Top of TEXT PROVIDED

Read the full blog post below.


9 Ways to Make Caregiving Easier
Updated Jan 08, 2018
Care Connection, part of AARP Family Caregiving

* Don’t suffer in silence. If you feel you’re taking on more than you can manage, let your siblings and other family members know. No one can read your mind and others may not realize that you’re overwhelmed or even know how much you’re doing. Tell them — calmly, without accusation or blame. Spell out what they can do: grocery shopping, driving to medical appointments, covering your carpool day, or even treating you to dinner and a movie.

* Do stay organized. Create a master contact list (names, phone numbers, emails) of nearby friends, neighbors, doctors, faith leaders, housing managers or apartment front-desk staff, and the local pharmacist, who can be reached in the event of an emergency. Give this to all family members and post a copy where everyone in the house can see it.

* Don’t feel guilty if you don’t live nearby. Regret weighs heavily on long-distance caregivers, who often shift their schedules, miss work, spend huge amounts of money and time on travel, plus hours talking to doctors and financial experts. This is not your fault. Hire a geriatric care manager you trust to help coordinate local care services; you can find someone through the National Association of Professional Geriatric Care Managers. Additionally, there are several services that can help alert you if your parent isn’t active during the day. Your local post office may have a free Carrier Alert program, where letter carriers will notify you or a designated agency when mail hasn’t been picked up. Many local agencies telephone isolated people daily to check on their well being. New technology can alert you if your parent hasn’t been moving around the house.

Bottom of TEXT PROVIDED
Top of PROVIDED MATERIAL

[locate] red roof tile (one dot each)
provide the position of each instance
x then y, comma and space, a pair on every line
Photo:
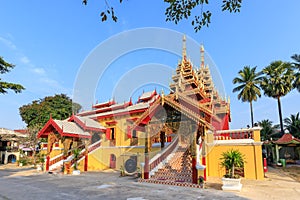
286, 139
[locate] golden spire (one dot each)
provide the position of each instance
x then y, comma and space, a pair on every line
202, 55
184, 47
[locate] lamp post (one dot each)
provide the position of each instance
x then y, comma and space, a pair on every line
146, 167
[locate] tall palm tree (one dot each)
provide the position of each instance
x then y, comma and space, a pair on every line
292, 124
248, 87
296, 64
268, 130
277, 82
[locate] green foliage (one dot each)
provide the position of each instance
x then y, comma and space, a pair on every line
248, 86
277, 82
292, 124
278, 79
178, 10
248, 81
296, 66
5, 67
268, 131
230, 160
38, 112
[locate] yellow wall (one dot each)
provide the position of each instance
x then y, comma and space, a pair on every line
100, 158
253, 168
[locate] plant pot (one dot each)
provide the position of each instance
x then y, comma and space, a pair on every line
76, 172
231, 184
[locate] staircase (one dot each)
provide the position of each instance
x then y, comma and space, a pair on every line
177, 171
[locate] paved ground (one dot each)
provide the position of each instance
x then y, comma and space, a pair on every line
26, 183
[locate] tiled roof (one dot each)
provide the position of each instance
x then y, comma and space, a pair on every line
4, 131
90, 122
287, 138
147, 95
70, 127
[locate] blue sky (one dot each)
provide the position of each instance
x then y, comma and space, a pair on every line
48, 42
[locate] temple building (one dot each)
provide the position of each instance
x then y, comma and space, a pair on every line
170, 138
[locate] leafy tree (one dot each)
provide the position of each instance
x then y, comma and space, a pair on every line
38, 112
5, 67
296, 58
178, 10
292, 124
268, 130
248, 87
277, 82
230, 160
32, 140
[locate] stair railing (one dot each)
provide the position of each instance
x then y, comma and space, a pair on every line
157, 161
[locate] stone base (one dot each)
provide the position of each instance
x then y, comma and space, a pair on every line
76, 172
230, 184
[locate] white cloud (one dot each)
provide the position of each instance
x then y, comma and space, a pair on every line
39, 71
25, 60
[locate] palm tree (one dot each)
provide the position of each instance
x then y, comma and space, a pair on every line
296, 65
230, 160
268, 130
277, 82
292, 124
248, 87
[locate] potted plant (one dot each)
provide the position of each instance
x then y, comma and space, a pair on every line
76, 154
201, 181
231, 160
122, 171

Bottom of PROVIDED MATERIAL

According to the caregiving tips text above, what free program might a local post office have?

A Carrier Alert program, where letter carriers notify you or a designated agency when mail hasn't been picked up.